Passage shown:

********************

EEG recording and processing
The EEG was recorded from a 62-channel extended 10–20 system (Brain Products, GmbH, Munich, Germany), using a 500-Hz sampling rate, impedances under 10 kΩ, and recording reference at FCz. The electro-oculograms were recorded from electrodes above and below the left eye and at the outer canthi. Raw EEG recordings were down-sampled to 256 Hz, re-referenced to the average of all electrodes (turning FCz into an active channel), and filtered using Butterworth band-pass filters (0.10–30 Hz, 24 dB/oct). All trials were visually inspected and sections containing electrical or movement artifacts were removed manually. Ocular artifacts were identified using Independent Component Analysis78. Sections of data containing artifacts >±100 μV or with a voltage step ≥50 μV were automatically rejected. The artifact-free data were segmented in epochs between −650 and 1000 ms stimulus-locked to incongruent stimuli. Both trials with correct and incorrect responses were examined61. Only data containing ≥20 clean segments for condition were included in analyses, leaving 271 participants (83 ADHD persisters, 22 remitters, 166 controls) for correctly-responded trials and 240 (75 ADHD persisters, 20 remitters, 145 controls) for incorrectly-responded trials.
Calculation of functional connectivity
We calculated functional brain connectivity using the imaginary part of coherence (iCoh)51,79,80. This measure was chosen to ignore spurious connections between brain signals caused by volume conduction, which can substantially limit the ability to measure functional associations using EEG channels. iCoh captures the non-instantaneous connectivity between brain activities from EEG channels that are phase-lagged (i.e., delay-based)81,82. Since volume conduction affects multiple scalp channels with near-zero phase delays, connectivity measured with iCoh is not contaminated by near-instantaneous artifacts of volume conduction. iCoh was measured by isolating the imaginary part of the complex number phase coherence between two signals of same frequency51, estimated by calculating their cross-spectrum for each time point with Fast Fourier Transforms using the EEGLAB “newcrossf” function83 in Matlab (The Math Works Inc., Natick, MA, USA). iCoh is measured on a scale between 0 and 1. When two signals at the same frequency have identical phase values, possibly due to volume conduction artifacts, iCoh = 0. Instead, if two signals are phase lagged, iCoh > 051. Values of iCoh for all possible electrode pairs (62 × 62) were computed in the theta (4–8 Hz), alpha (8–12 Hz), and beta (12–20 Hz) bands (Supplementary Fig. 1), which have previously been implicated in cognitive processes engaging top–down control networks requiring coherent activity between brain areas4,38,39, such as the fronto-parietal network84,85,86,87.

********************

Please answer these questions from the EEG methods passage:
1. To what sampling rate were the raw EEG recordings down-sampled?
2. How many participants were left for the analyses of correctly-responded trials?
3. What frequency range is given for the alpha band?

Source data:
********************

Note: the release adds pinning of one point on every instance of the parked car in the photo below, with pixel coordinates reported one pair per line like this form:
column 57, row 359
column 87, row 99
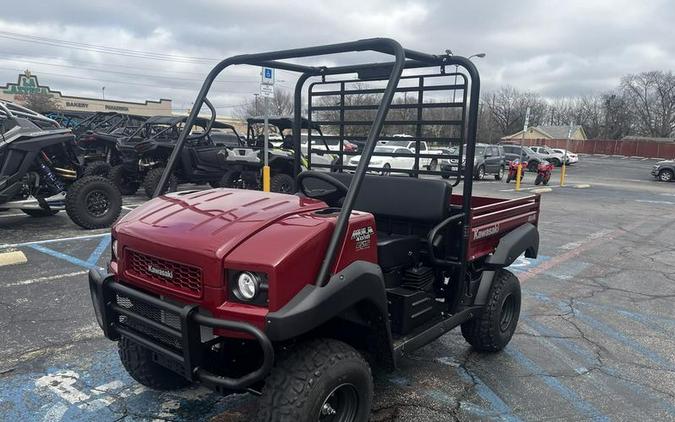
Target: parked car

********************

Response area:
1. 256 Hz
2. 271 participants (83 ADHD persisters, 22 remitters, 166 controls)
3. 8–12 Hz